## What the task requires
Print the records below exactly as they appear.

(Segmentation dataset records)
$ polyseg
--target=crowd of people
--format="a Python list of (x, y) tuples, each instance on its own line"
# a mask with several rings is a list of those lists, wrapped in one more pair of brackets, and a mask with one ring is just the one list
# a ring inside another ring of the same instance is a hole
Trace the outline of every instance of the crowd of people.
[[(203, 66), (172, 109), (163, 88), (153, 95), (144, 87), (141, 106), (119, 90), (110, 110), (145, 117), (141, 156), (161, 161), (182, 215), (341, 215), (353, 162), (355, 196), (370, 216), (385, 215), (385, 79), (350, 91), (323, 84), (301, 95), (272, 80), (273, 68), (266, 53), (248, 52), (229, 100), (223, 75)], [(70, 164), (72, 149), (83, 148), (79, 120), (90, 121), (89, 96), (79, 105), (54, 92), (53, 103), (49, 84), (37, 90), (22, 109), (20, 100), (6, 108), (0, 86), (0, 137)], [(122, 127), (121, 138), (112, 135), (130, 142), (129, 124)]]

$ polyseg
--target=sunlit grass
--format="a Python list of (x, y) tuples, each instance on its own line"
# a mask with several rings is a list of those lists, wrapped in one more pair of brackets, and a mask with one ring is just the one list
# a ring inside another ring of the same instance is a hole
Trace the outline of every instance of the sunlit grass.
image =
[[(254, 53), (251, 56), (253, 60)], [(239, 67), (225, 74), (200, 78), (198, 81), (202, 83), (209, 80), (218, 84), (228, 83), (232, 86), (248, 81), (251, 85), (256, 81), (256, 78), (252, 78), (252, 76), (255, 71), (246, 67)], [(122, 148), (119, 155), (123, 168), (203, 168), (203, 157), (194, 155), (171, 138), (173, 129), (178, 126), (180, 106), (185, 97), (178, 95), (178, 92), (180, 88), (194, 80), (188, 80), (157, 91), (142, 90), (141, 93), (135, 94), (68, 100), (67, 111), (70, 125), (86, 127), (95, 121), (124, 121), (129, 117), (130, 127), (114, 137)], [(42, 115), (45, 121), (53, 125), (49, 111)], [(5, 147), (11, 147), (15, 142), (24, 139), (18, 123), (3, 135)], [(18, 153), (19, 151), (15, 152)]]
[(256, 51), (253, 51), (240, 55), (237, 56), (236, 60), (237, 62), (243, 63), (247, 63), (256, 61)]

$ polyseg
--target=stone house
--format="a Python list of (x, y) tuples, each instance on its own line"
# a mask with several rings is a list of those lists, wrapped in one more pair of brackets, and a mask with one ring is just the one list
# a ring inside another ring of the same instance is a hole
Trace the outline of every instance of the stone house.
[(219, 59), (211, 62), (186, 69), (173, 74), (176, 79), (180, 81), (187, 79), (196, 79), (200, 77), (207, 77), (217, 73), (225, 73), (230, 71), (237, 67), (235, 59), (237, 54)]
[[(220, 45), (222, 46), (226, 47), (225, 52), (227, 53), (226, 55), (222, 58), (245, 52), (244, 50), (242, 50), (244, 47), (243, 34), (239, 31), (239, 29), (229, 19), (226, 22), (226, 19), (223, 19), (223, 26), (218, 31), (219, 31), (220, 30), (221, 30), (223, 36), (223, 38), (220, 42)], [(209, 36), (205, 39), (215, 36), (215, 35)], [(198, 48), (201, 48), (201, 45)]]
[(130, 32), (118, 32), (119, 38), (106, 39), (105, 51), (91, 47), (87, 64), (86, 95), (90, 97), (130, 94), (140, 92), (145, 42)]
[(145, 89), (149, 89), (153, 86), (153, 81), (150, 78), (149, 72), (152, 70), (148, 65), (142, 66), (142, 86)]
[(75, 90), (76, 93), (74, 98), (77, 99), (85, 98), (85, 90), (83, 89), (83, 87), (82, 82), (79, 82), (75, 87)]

## Written solution
$ polyseg
--target=crowd of people
--format="a Python list of (x, y) tuples, each instance on its own line"
# a mask with several rings is a list of those lists, wrapped in one more pair of brackets, and a mask with one ring is just the one list
# a ring inside another ring of the same instance is a hole
Trace the outline of every instance of the crowd of people.
[[(203, 66), (172, 109), (163, 88), (153, 95), (144, 87), (141, 106), (119, 90), (110, 110), (145, 117), (141, 156), (161, 161), (182, 215), (341, 215), (353, 162), (355, 196), (370, 216), (385, 215), (385, 79), (350, 91), (323, 84), (301, 95), (272, 80), (273, 68), (266, 53), (248, 52), (229, 100), (223, 75)], [(70, 164), (72, 149), (83, 148), (79, 120), (90, 121), (89, 96), (79, 105), (54, 92), (53, 103), (49, 84), (37, 90), (22, 109), (20, 100), (6, 108), (0, 86), (0, 137)], [(122, 127), (121, 138), (112, 135), (130, 142), (129, 124)]]

$ polyseg
--target=sunlit grass
--format="a Python list of (x, y) tuples, each instance on its own line"
# a mask with several rings is a list of those lists, wrapped in one more pair of brackets, and a mask with one ring is just the one list
# a ring inside another ring of the same instance is a hole
Trace the outline of every instance of the sunlit grass.
image =
[[(254, 53), (251, 56), (253, 60)], [(239, 67), (225, 74), (200, 78), (198, 81), (202, 83), (209, 80), (218, 84), (228, 83), (232, 86), (248, 81), (251, 85), (256, 81), (256, 78), (252, 78), (252, 76), (255, 71), (246, 67)], [(122, 148), (119, 155), (123, 168), (203, 168), (203, 157), (194, 155), (171, 138), (173, 129), (178, 126), (180, 106), (185, 97), (178, 95), (178, 92), (180, 88), (194, 80), (188, 80), (157, 91), (142, 90), (141, 93), (135, 94), (68, 100), (67, 111), (70, 125), (86, 127), (95, 121), (124, 121), (129, 117), (130, 127), (114, 137)], [(42, 115), (45, 121), (53, 125), (49, 111)], [(5, 147), (11, 147), (15, 142), (24, 139), (18, 123), (3, 135)], [(18, 153), (19, 151), (15, 152)]]
[(256, 51), (253, 51), (240, 55), (237, 56), (236, 60), (237, 62), (243, 63), (247, 63), (256, 61)]

$ polyseg
--target=stone house
--format="a Python list of (x, y) tuples, each instance on its own line"
# a mask with several rings is a list of those lists, wrapped in one more pair of brackets, and a mask with one ring is just the one list
# a ring inside another ring of the same instance is a hole
Trace the outline of every instance of the stone house.
[(219, 59), (211, 62), (186, 69), (173, 74), (176, 79), (180, 81), (187, 79), (196, 79), (200, 77), (207, 77), (217, 73), (225, 73), (230, 71), (237, 67), (235, 59), (237, 54)]
[[(220, 45), (222, 46), (226, 47), (225, 52), (227, 53), (226, 55), (222, 58), (245, 52), (244, 50), (242, 50), (244, 47), (243, 34), (239, 31), (239, 29), (229, 19), (226, 22), (226, 19), (223, 19), (223, 26), (218, 31), (219, 31), (220, 30), (221, 30), (223, 36), (223, 38), (220, 42)], [(209, 36), (205, 39), (215, 36), (215, 35)], [(198, 48), (201, 48), (201, 45)]]
[(130, 32), (118, 32), (119, 38), (106, 39), (105, 51), (91, 47), (87, 64), (86, 95), (90, 97), (130, 94), (140, 92), (145, 42)]
[(145, 89), (149, 89), (153, 86), (153, 81), (150, 78), (149, 72), (152, 70), (148, 65), (142, 66), (142, 86)]
[(75, 90), (76, 93), (74, 98), (77, 99), (85, 98), (85, 90), (83, 89), (83, 87), (82, 82), (79, 82), (75, 87)]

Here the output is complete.